[Stored data]
::::
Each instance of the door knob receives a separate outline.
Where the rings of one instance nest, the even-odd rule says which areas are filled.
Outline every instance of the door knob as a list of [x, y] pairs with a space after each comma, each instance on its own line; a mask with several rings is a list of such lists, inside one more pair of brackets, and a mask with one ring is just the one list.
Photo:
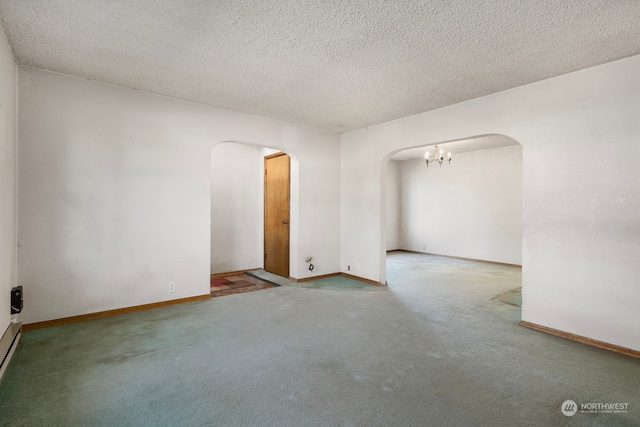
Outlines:
[[289, 224], [289, 221], [287, 221], [287, 220], [285, 219], [285, 220], [282, 220], [282, 223], [283, 223], [283, 224]]

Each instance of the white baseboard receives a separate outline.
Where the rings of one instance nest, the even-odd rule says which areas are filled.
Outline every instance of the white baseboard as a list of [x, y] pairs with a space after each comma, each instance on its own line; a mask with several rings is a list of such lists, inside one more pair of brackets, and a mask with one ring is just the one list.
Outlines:
[[18, 348], [18, 343], [22, 337], [20, 323], [10, 323], [7, 330], [0, 338], [0, 382], [4, 378], [13, 353]]

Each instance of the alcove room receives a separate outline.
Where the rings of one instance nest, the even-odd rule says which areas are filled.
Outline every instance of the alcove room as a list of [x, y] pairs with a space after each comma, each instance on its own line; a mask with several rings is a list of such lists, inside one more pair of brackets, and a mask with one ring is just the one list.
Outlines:
[[485, 135], [402, 150], [386, 167], [387, 285], [521, 307], [522, 146]]

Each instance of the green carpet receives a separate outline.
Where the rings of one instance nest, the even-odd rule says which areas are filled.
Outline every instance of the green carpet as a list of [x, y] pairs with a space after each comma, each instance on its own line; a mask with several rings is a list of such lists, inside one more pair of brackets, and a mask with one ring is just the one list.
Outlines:
[[[0, 425], [640, 425], [640, 360], [518, 326], [520, 309], [492, 300], [518, 269], [404, 253], [388, 266], [388, 287], [283, 282], [26, 332]], [[568, 418], [568, 399], [629, 410]]]

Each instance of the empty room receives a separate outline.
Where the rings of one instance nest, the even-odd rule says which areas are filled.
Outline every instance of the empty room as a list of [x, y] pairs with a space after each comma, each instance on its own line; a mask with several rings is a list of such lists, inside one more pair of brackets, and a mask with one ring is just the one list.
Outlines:
[[0, 0], [0, 425], [639, 425], [639, 20]]

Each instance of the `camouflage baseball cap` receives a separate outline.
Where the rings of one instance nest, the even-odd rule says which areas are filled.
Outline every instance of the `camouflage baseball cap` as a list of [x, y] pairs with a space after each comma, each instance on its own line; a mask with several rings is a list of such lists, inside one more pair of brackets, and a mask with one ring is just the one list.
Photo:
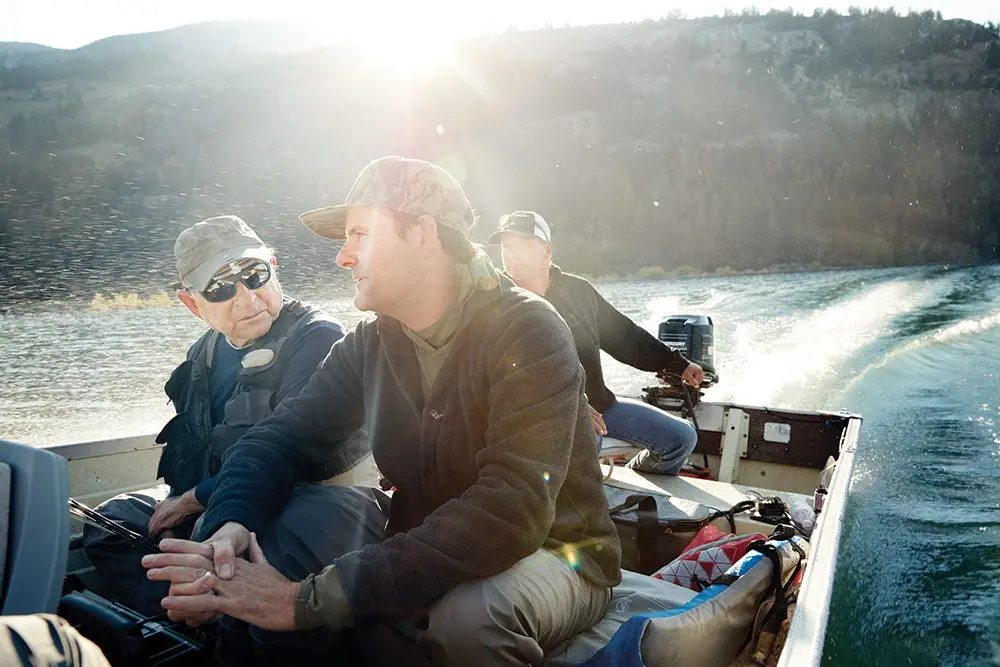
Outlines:
[[235, 215], [220, 215], [188, 227], [174, 242], [180, 284], [201, 292], [219, 269], [244, 258], [271, 260], [271, 250], [250, 225]]
[[475, 221], [472, 205], [454, 176], [436, 164], [398, 155], [369, 162], [344, 204], [306, 211], [299, 220], [320, 236], [343, 239], [347, 212], [356, 206], [383, 206], [414, 217], [429, 215], [465, 237]]

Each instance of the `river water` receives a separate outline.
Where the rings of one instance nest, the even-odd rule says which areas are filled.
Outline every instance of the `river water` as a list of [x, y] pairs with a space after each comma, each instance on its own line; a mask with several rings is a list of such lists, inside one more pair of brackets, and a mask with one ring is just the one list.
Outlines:
[[[294, 289], [293, 289], [294, 287]], [[598, 283], [650, 331], [715, 322], [708, 400], [864, 417], [824, 665], [1000, 664], [1000, 267]], [[286, 291], [346, 326], [344, 286]], [[182, 306], [0, 315], [0, 438], [156, 431], [203, 325]], [[612, 389], [652, 378], [606, 358]]]

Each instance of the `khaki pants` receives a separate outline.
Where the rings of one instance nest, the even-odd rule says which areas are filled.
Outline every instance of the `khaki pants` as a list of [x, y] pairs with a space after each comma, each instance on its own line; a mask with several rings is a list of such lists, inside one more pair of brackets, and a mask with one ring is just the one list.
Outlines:
[[445, 594], [415, 619], [417, 645], [435, 665], [541, 665], [546, 650], [601, 620], [610, 600], [611, 589], [536, 551]]
[[[378, 489], [296, 490], [261, 546], [271, 565], [302, 579], [341, 554], [382, 539], [388, 501]], [[461, 584], [412, 619], [359, 625], [345, 634], [358, 662], [368, 667], [540, 665], [547, 650], [596, 624], [610, 600], [610, 589], [588, 583], [559, 557], [539, 550], [496, 576]], [[344, 637], [324, 630], [252, 628], [250, 635], [261, 664], [298, 667], [330, 656], [351, 664]], [[247, 664], [235, 656], [223, 662]]]

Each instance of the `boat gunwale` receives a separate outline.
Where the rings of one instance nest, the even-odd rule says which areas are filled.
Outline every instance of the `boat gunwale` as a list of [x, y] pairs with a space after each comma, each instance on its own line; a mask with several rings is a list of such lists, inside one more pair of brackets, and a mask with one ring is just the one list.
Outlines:
[[[749, 405], [746, 403], [734, 403], [730, 401], [701, 401], [698, 403], [699, 408], [737, 408], [737, 409], [750, 409], [758, 410], [762, 412], [770, 413], [780, 413], [789, 415], [802, 415], [802, 416], [813, 416], [813, 417], [837, 417], [845, 420], [857, 419], [861, 420], [861, 415], [849, 413], [849, 412], [831, 412], [828, 410], [792, 410], [787, 408], [775, 408], [763, 405]], [[660, 408], [663, 409], [663, 408]], [[669, 410], [667, 410], [669, 412]], [[706, 431], [717, 431], [714, 428], [705, 428]], [[846, 432], [846, 429], [845, 429]], [[54, 445], [40, 445], [40, 449], [46, 449], [53, 454], [59, 454], [68, 461], [76, 461], [79, 459], [88, 459], [99, 456], [108, 456], [113, 454], [124, 454], [126, 452], [142, 451], [148, 449], [162, 449], [164, 445], [157, 444], [156, 433], [143, 433], [139, 435], [123, 436], [118, 438], [107, 438], [103, 440], [87, 440], [84, 442], [68, 442], [59, 443]]]
[[854, 455], [861, 437], [861, 425], [861, 417], [852, 417], [844, 429], [837, 469], [823, 506], [823, 517], [809, 540], [809, 561], [778, 667], [818, 667], [823, 659], [847, 496], [854, 476]]
[[58, 445], [45, 445], [45, 449], [62, 456], [67, 461], [90, 459], [102, 456], [113, 456], [128, 452], [139, 452], [148, 449], [162, 449], [164, 445], [156, 442], [156, 433], [129, 435], [107, 440], [88, 440], [85, 442], [69, 442]]

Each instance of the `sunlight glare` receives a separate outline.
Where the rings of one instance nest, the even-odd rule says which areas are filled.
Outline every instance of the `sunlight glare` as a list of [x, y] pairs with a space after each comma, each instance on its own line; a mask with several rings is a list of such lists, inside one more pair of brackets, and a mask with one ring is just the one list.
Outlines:
[[359, 7], [341, 23], [348, 28], [347, 41], [366, 60], [407, 74], [447, 64], [462, 34], [461, 15], [428, 11], [419, 3], [400, 3], [380, 13], [377, 6]]

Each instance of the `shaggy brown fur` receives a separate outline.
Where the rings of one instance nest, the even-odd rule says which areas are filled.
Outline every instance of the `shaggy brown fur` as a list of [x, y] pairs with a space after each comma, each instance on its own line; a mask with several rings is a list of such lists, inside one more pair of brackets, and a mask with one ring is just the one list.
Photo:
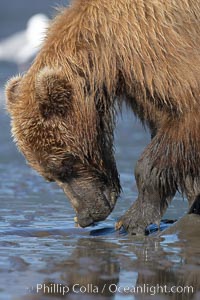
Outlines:
[[[120, 191], [113, 129], [124, 99], [153, 139], [121, 223], [135, 232], [160, 220], [177, 189], [190, 205], [200, 194], [199, 20], [199, 0], [76, 0], [52, 22], [30, 70], [8, 83], [18, 147], [76, 210], [82, 203], [83, 226], [105, 218]], [[101, 214], [104, 186], [110, 207]]]

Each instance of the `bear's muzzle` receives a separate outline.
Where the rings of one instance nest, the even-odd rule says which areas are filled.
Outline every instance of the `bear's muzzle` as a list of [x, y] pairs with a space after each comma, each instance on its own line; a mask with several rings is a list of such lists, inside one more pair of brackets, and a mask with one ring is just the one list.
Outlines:
[[87, 227], [94, 222], [105, 220], [112, 212], [117, 201], [118, 193], [111, 188], [96, 187], [91, 184], [80, 186], [77, 182], [57, 182], [72, 204], [78, 224]]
::::
- HOW TO COMPLETE THIS TASK: Working through the entries above, copy every line in which "door" is found.

- TASK SOLUTION:
Each instance of the door knob receives a separate outline.
Outline every instance of the door knob as a list of [x, y] pairs with a space after each comma, each instance on its own line; a mask with several rings is a list of such lists, inside one more pair of brackets, and a mask with one ring is just the one list.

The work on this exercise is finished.